— Start of SOURCE TEXT —
Can Openmp understand my void reduction and can be made to work with ARB and GMP? If so, how? Thanks!

(Also, my program currently includes a convergence check with a break condition in the j-for-loop. If you also know how to easily implement such a thing, too, I would be very grateful because for my current openmp tests I just removed the break and set a constant jmax.)

My question is very similar to this one.

Edit: Sorry, here is my try of a minimal, complete and verifiable example. Additional required packages are arb, flint, gmp, mpfr (available through packetmanagers) and gmpfrxx.

#include <iostream>
#include <omp.h>
#include <cmath>
#include <ctime>

#include <cmath>
#include <gmp.h>
#include "gmpfrxx/gmpfrxx.h"

#include "arb.h"
#include "acb.h"
#include "arb_mat.h"

using namespace std;

void generate_matrixARBdeterministic(arb_mat_t Mat, int N, double w2) //generates some matrix
{
    int i,j;
    double what;
    for(i=0;i<N;i++)
    {
        for(j=0;j<N;j++)
        {
            what=(i*j+30/w2)/((1+0.1*w2)*j+20-w2);
            arb_set_d(arb_mat_entry(Mat,i,j),what);
        }
    }
}

void generate_vecARBdeterministic(arb_mat_t Mat, int N) //generates some vector
{
    int i;
    double what;
    for(i=0;i<N;i++)
    {
        what=(4*i*i+40)/200;
        arb_set_d(arb_mat_entry(Mat,i,0),what);
    }
}

void Qmmd(arb_mat_t res, arb_mat_t MA, arb_mat_t MB, int NM, slong prec)
— End of SOURCE TEXT —
— Start of LISTING —
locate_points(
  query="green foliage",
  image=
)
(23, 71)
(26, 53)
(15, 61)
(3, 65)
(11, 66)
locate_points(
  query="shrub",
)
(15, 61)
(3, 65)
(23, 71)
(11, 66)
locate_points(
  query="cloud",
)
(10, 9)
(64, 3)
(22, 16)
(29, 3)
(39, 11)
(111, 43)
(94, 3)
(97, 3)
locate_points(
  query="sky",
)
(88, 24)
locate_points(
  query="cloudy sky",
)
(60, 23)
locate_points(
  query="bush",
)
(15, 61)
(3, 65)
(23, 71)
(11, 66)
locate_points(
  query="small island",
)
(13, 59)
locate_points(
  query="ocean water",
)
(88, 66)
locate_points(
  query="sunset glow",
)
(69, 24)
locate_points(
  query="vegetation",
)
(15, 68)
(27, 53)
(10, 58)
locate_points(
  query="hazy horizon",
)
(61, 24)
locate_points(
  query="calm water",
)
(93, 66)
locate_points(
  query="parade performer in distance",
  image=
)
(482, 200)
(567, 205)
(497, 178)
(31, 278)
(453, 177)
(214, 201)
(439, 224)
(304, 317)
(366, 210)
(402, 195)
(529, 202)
— End of LISTING —
— Start of LISTING —
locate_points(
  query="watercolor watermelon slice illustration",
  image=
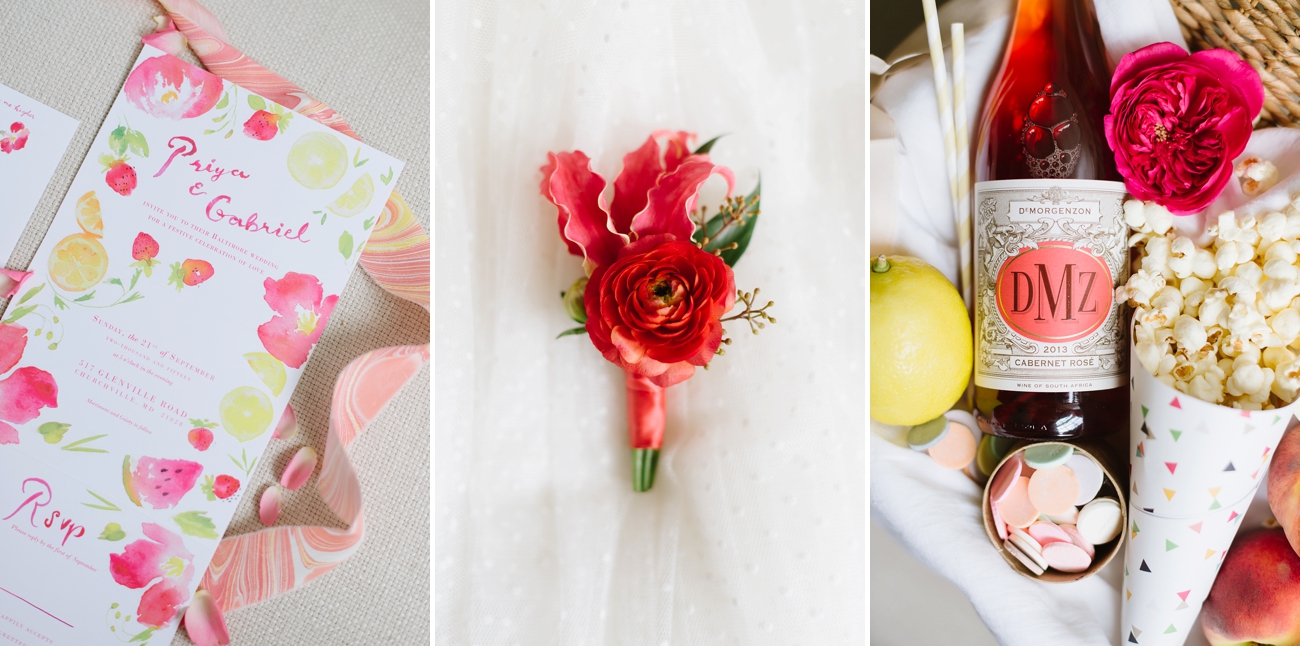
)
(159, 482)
— End of LISTING —
— Start of LISTING —
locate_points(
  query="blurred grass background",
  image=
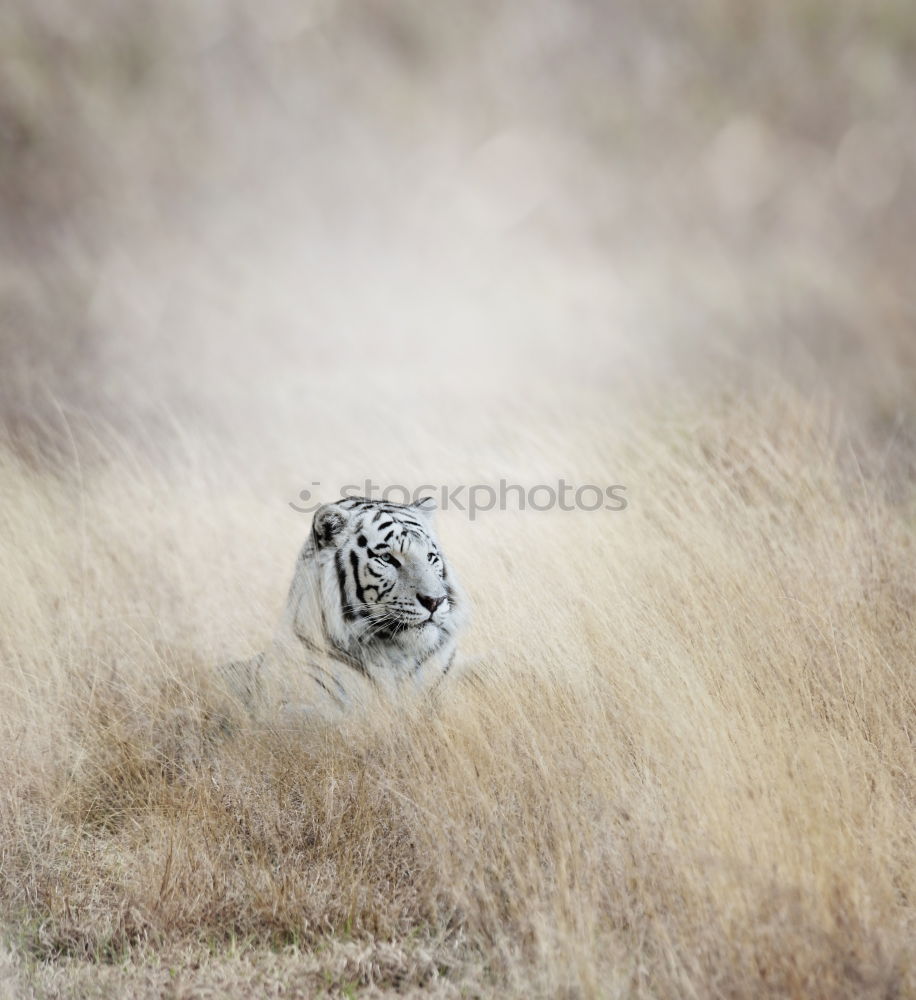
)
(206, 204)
— End of LISTING —
- REQUIREMENT: Repeat word for word everything in the OpenMP reduction post from "(Also, my program" down to "packetmanagers) and gmpfrxx.".

- EXERCISE SOLUTION:
(Also, my program currently includes a convergence check with a break condition in the j-for-loop. If you also know how to easily implement such a thing, too, I would be very grateful because for my current openmp tests I just removed the break and set a constant jmax.)

My question is very similar to this one.

Edit: Sorry, here is my try of a minimal, complete and verifiable example. Additional required packages are arb, flint, gmp, mpfr (available through packetmanagers) and gmpfrxx.